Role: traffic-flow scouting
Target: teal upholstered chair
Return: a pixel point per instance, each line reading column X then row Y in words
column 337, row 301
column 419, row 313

_ _ _ _ _ _ _

WRITTEN EXERCISE >> Render every line of the items above as a Markdown table with two columns, No. and Line, numbering the rows in order and omitting blank lines.

RESULT BELOW >>
| No. | Line |
|---|---|
| 1 | Role: traffic-flow scouting |
| 2 | Target: teal upholstered chair |
| 3 | Return: a pixel point per instance, each line reading column X then row Y in words |
| 4 | column 337, row 301 |
| 5 | column 419, row 313 |